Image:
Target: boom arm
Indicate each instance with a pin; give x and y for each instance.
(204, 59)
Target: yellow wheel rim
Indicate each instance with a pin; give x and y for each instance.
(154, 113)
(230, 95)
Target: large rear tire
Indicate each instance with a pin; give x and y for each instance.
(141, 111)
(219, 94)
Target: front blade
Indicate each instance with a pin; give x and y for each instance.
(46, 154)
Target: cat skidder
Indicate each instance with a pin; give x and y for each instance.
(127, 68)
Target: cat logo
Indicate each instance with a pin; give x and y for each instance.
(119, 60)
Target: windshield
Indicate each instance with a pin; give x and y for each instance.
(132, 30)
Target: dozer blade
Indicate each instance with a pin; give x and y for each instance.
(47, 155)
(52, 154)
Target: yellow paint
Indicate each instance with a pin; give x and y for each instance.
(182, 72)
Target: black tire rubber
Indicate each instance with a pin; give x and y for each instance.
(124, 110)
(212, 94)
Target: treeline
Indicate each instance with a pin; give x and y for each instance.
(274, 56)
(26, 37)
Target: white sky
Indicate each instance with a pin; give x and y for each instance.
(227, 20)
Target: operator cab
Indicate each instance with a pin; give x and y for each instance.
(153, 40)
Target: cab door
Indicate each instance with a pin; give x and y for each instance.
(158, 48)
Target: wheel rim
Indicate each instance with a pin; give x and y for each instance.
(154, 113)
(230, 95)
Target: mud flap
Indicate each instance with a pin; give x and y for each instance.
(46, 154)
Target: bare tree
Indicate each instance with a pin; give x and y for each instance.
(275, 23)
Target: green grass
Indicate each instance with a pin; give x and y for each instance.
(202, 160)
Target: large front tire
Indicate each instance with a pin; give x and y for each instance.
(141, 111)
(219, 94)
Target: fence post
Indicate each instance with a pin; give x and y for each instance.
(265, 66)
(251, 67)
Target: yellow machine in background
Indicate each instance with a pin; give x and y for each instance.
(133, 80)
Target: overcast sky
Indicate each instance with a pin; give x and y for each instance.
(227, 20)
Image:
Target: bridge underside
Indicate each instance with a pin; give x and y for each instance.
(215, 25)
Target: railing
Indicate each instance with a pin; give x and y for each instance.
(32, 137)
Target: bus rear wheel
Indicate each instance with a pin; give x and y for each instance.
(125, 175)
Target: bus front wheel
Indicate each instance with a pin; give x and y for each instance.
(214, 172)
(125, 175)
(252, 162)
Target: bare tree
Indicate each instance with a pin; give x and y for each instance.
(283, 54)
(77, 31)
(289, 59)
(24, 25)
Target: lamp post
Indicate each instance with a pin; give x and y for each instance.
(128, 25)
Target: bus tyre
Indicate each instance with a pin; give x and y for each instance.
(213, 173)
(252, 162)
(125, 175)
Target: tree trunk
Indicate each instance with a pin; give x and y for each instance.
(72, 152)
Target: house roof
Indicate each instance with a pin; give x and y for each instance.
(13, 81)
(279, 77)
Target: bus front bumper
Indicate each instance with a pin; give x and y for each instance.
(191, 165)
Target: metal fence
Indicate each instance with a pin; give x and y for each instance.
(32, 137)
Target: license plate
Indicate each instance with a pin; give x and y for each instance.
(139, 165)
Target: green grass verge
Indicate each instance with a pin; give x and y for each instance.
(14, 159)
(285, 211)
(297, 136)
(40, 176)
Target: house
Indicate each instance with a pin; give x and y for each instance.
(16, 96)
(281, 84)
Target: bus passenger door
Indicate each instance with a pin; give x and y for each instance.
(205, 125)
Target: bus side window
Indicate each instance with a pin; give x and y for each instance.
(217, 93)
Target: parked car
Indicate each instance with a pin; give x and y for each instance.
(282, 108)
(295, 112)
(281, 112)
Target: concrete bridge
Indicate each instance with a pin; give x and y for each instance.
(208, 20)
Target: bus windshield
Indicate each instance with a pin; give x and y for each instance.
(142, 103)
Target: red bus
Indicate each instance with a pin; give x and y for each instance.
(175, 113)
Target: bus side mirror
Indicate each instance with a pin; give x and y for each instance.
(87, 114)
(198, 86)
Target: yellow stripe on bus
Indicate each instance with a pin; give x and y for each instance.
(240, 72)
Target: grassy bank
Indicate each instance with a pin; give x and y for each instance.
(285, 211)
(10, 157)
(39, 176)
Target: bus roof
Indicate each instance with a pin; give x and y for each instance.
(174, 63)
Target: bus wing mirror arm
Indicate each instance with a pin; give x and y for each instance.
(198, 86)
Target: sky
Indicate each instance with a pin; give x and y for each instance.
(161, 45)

+++++

▶ _SHORT EXERCISE_
Reproduce all of the items above line for line, with no changes to any wording.

▶ _RESPONSE TO THE EXERCISE_
Image:
Target: boom arm
Indicate each instance with a pin; give x and y for each instance.
(204, 59)
Target: yellow wheel rim
Indicate each instance with a pin; give x and y for each instance.
(154, 113)
(230, 95)
Target: large rear tire
Indicate each instance with a pin; give x and y for each instance.
(141, 111)
(219, 94)
Target: front blade
Indicate each instance with a pin; give x and y for each instance.
(46, 154)
Target: cat skidder
Indicate each instance with a pin; give x and y for each instance.
(127, 68)
Target: cat logo
Indicate each instance with a pin; give x and y for each instance.
(119, 60)
Target: windshield
Indicate each instance with a pin; give x and y for each instance.
(132, 30)
Target: dozer blade
Indicate each instance with a pin; give x and y for each instance.
(47, 155)
(52, 154)
Target: yellow paint
Indicate each instance with a pin; give x and y for each instance.
(182, 72)
Target: black tire rubber
Indicate each instance with a pin; give x and y for each instance.
(124, 110)
(212, 94)
Target: treeline
Indicate each instance with a pin; give x and y for each instance.
(274, 56)
(26, 37)
Target: white sky
Indicate each instance with a pin; give x and y for each instance.
(227, 20)
Target: operator cab
Indicate each instance with a pin; give x and y for each instance.
(153, 40)
Target: cab door
Indicate each instance with a pin; give x and y for each instance.
(158, 48)
Target: wheel rim
Indicate each instance with a pin; give x and y for each instance.
(154, 113)
(230, 95)
Target: mud flap
Indicate each instance with a pin; give x and y for each instance.
(46, 154)
Target: bare tree
Indicate each instance with a pin; give x and y for each instance.
(275, 23)
Target: green grass
Indicate each instance with a pin; give x and y for each instance.
(202, 160)
Target: large front tire
Indicate each instance with a pin; give x and y for each instance.
(141, 111)
(219, 94)
Target: fence post
Indicate each instance with a pin; give x and y for each instance.
(265, 66)
(251, 67)
Target: yellow machine in background
Indicate each instance with a pin; give x and y for each instance.
(133, 80)
Target: overcast sky
Indicate each instance with a pin; give x and y for each instance.
(227, 20)
Image:
Target: bridge underside
Indicate each instance with a pin; give x and y for each instance.
(215, 25)
Target: railing
Indicate each instance with a pin; give x and y for each instance.
(32, 137)
Target: bus rear wheel
Indicate each instance with a pin; give x and y for each instance.
(125, 175)
Target: bus front wheel
Indicate each instance with a pin; give x and y for each instance.
(214, 172)
(125, 175)
(252, 162)
Target: bare tree
Indicate each instance with a pin; give x and y for each instance.
(283, 54)
(77, 31)
(289, 59)
(24, 25)
Target: lamp post
Indicate each instance with a pin; give x and y for each instance.
(128, 25)
Target: bus tyre
Indicate each instance with a pin; give x and y for each instance.
(213, 173)
(252, 162)
(125, 175)
Target: tree trunk
Indicate each instance with a pin; give x and y for each instance.
(72, 152)
Target: house roof
Indicate each instance with a pin; give x and y for each instance.
(13, 81)
(279, 77)
Target: bus front bumper
Indicate each instance with a pin; give x and y for each instance.
(191, 165)
Target: metal fence
Indicate each instance with a pin; give x and y for each instance.
(32, 137)
Target: license plate
Indicate each instance with a pin; give x and y for each instance.
(139, 165)
Target: green grass verge
Indicate each instance with a pin; give x and y for each instance.
(14, 159)
(285, 211)
(297, 136)
(40, 176)
Target: house
Indicate each instance with a pin; give x and y for each instance.
(16, 96)
(281, 84)
Target: bus passenger door
Indicate each instance with a pin; give x and y for each instance.
(205, 125)
Target: bus side window
Indicate each instance with a pin; give x and y for each instance.
(217, 93)
Target: parked car
Indicate each instance with a pin; give x and y for each instance.
(282, 108)
(295, 112)
(281, 112)
Target: concrete bridge
Indicate each instance with a pin; give x and y for each instance.
(208, 20)
Target: bus windshield
Indicate each instance with a pin; give x and y for each instance.
(142, 103)
Target: red bus
Indicate each instance with a pin; give x and y for each instance.
(175, 113)
Target: bus side mirror
Indicate each instance with a pin; give x and y for each instance.
(87, 114)
(198, 86)
Target: yellow stripe on bus
Indicate each instance with a pin; give x and y for each instance.
(240, 72)
Target: grassy bank
Indicate each instance with a pin; give x and y for each instance.
(285, 211)
(10, 157)
(39, 176)
Target: bus roof
Indicate each instance with a pin; give x and y for each instance.
(174, 63)
Target: bus wing mirror arm
Indicate each instance with a pin; give x and y for each instance.
(198, 86)
Target: sky
Indicate each instance with a pin; give x and y for each instance.
(161, 45)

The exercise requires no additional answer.